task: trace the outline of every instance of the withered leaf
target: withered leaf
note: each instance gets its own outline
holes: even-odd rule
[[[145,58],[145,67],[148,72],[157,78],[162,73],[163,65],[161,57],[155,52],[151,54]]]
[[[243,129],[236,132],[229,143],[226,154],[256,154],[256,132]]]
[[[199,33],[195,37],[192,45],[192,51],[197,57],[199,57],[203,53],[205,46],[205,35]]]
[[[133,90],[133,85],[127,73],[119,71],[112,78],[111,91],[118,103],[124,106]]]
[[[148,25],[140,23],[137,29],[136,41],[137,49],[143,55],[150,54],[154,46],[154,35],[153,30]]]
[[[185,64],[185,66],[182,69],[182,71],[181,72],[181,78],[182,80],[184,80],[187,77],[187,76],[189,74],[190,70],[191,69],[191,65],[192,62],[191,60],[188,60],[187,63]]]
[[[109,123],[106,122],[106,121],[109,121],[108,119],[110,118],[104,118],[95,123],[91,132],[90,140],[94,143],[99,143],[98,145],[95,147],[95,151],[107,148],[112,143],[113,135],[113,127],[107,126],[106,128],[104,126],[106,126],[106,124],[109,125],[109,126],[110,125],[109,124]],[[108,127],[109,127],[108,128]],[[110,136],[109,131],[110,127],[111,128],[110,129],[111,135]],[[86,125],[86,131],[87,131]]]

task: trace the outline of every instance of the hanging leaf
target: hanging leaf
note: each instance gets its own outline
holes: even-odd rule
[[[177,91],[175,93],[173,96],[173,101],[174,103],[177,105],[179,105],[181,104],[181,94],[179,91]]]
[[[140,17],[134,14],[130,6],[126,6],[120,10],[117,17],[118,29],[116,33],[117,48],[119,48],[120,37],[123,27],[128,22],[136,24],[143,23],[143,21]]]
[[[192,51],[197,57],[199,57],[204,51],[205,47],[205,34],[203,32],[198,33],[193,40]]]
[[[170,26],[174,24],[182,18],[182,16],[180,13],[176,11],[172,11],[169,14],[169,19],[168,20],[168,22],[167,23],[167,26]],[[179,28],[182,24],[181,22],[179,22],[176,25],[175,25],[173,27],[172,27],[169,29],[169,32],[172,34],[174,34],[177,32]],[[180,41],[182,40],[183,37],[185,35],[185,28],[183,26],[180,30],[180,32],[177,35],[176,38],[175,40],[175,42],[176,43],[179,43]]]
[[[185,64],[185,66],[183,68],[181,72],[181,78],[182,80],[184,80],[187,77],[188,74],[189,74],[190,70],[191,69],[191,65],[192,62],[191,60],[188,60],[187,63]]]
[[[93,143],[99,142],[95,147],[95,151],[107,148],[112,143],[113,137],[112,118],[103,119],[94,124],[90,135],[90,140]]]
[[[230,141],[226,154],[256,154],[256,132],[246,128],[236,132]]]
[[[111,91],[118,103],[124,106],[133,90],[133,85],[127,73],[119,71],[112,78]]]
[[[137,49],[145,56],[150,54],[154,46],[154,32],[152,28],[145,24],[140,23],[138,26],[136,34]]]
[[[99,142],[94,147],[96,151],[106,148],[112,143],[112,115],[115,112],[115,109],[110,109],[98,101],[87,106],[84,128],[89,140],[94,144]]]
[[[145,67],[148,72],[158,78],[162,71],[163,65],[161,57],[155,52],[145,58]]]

◇ ◇ ◇ ◇

Collect every line above that contains the word "target".

target: withered leaf
target: hanging leaf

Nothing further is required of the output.